● **WHAT IS REQUIRED**
Reproduce every one of the records below word for word, from the first line through the last.

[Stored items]
▼
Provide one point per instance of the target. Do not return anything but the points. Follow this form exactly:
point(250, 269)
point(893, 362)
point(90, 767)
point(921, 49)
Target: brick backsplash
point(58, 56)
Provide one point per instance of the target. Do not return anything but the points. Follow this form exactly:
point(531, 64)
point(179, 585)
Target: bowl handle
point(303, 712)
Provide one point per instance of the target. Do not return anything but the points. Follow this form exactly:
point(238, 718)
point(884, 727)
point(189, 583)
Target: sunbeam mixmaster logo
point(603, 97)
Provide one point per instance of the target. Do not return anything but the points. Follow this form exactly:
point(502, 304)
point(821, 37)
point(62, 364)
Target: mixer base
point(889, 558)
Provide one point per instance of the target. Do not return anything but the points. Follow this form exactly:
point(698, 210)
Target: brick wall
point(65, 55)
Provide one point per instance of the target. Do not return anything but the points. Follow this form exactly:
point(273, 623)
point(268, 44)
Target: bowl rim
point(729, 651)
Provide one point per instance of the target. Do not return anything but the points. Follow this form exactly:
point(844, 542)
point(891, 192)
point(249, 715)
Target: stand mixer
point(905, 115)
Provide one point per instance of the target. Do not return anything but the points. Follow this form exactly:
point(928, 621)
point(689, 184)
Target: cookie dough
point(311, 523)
▲
● **CORRECT RESPONSE**
Provide one point per instance of the target. Do not return anything but the points. Follow this form exactly:
point(250, 269)
point(893, 362)
point(90, 767)
point(921, 49)
Target: brick backsplash
point(58, 56)
Provide one point per instance of the target. Do not return anything but the points. Follow this form exactly:
point(531, 64)
point(179, 585)
Target: bowl handle
point(303, 712)
Provide one point per instance of the target. Do not return anything but the points. Follow this form exactly:
point(238, 718)
point(884, 727)
point(189, 583)
Target: sunbeam mixmaster logo
point(603, 97)
Provide one point per instance of the target. Do not return anything but the points. Follow this form exactly:
point(502, 304)
point(821, 37)
point(62, 364)
Target: mixer base
point(889, 558)
Provide one point per instance of the target. Do not return anything but the points. Follow this form exactly:
point(698, 210)
Target: brick wall
point(65, 55)
Provide one point per instance of the target. Do not return anything but the points. Follow this form exactly:
point(273, 623)
point(268, 44)
Target: bowl rim
point(729, 651)
Provide one point per instance of the target. Do not return anything but the points. Follow this form exactly:
point(844, 542)
point(891, 192)
point(249, 715)
Target: stand mixer
point(905, 115)
Provide one point per instance of the target. Do not return anything but the points. Follow this form exactly:
point(928, 621)
point(689, 184)
Target: cookie dough
point(311, 523)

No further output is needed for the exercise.